[Records from a data source]:

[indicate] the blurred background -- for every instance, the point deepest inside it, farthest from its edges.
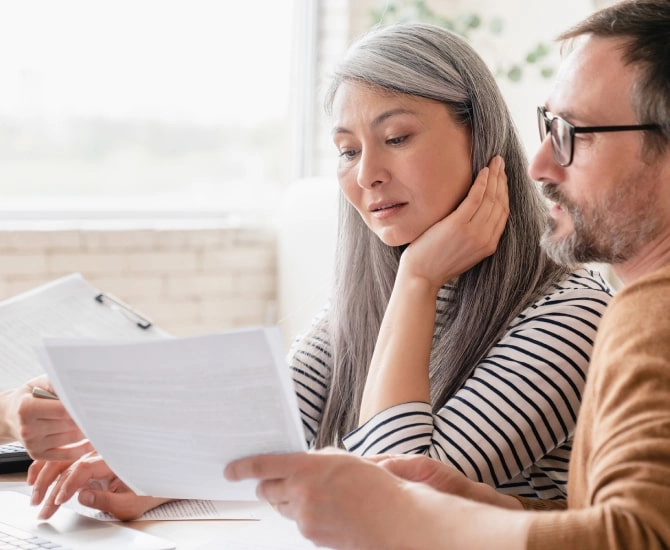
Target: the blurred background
(176, 154)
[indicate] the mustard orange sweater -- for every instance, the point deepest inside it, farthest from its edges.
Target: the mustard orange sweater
(619, 480)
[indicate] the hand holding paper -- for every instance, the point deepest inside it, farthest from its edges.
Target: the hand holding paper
(168, 415)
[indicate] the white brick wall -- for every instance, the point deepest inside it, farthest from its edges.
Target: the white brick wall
(188, 281)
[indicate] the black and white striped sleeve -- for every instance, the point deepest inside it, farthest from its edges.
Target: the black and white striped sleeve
(520, 403)
(310, 362)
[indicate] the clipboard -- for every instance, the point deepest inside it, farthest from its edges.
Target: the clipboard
(68, 307)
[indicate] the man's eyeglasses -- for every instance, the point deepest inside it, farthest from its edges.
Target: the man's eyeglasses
(563, 133)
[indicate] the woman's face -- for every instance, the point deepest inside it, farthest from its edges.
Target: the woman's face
(404, 162)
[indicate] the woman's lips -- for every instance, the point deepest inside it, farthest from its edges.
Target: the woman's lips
(386, 210)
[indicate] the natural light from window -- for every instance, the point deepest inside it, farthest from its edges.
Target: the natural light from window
(169, 105)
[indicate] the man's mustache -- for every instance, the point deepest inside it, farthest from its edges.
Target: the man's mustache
(551, 192)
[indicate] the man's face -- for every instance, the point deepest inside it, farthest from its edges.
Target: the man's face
(607, 205)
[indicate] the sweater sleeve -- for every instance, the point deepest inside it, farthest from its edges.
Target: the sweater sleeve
(620, 471)
(519, 406)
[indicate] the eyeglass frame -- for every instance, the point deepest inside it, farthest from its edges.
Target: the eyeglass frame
(545, 125)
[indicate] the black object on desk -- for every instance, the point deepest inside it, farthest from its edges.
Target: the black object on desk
(14, 458)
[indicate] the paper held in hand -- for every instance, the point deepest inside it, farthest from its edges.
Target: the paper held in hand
(168, 415)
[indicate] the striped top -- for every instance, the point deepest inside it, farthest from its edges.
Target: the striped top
(511, 424)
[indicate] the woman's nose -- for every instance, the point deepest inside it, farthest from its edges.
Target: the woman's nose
(371, 170)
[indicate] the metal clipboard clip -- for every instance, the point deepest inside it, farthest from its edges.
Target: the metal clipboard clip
(114, 303)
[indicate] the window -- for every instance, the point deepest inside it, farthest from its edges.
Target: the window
(146, 105)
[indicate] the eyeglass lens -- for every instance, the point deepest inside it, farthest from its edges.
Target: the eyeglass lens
(561, 140)
(561, 136)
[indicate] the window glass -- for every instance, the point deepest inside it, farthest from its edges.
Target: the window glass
(177, 104)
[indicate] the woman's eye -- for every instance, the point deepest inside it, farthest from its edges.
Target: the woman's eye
(348, 153)
(396, 141)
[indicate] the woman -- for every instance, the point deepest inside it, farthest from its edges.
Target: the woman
(511, 335)
(488, 373)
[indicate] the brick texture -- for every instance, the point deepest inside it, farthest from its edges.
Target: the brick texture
(188, 281)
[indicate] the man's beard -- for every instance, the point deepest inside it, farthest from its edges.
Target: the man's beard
(609, 232)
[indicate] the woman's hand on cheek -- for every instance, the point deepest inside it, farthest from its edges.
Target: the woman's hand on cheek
(467, 235)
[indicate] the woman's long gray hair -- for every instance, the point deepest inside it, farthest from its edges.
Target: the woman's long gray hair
(428, 61)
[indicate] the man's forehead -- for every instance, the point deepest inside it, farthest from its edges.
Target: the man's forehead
(593, 84)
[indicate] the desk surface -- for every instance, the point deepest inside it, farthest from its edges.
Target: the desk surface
(270, 532)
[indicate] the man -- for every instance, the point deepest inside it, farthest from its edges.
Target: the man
(604, 163)
(43, 426)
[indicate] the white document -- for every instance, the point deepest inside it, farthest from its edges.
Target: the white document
(168, 415)
(183, 510)
(64, 308)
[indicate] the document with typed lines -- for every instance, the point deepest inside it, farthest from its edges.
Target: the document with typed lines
(168, 415)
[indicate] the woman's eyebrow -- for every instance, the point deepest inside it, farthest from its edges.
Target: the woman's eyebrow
(379, 119)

[STATED PROBLEM]: Copy word for word the lines from the one containing "[indicate] the document" through the end of the records.

[REPLY TO THE TASK]:
[indicate] the document with typed lines -- for every instance, the point deepest inside it, farthest from its edges.
Target: the document with typed lines
(168, 415)
[indicate] the woman's eyebrow -- for every instance, the point deepest inside it, farthest from its edges.
Target: the woman's eyebrow
(379, 119)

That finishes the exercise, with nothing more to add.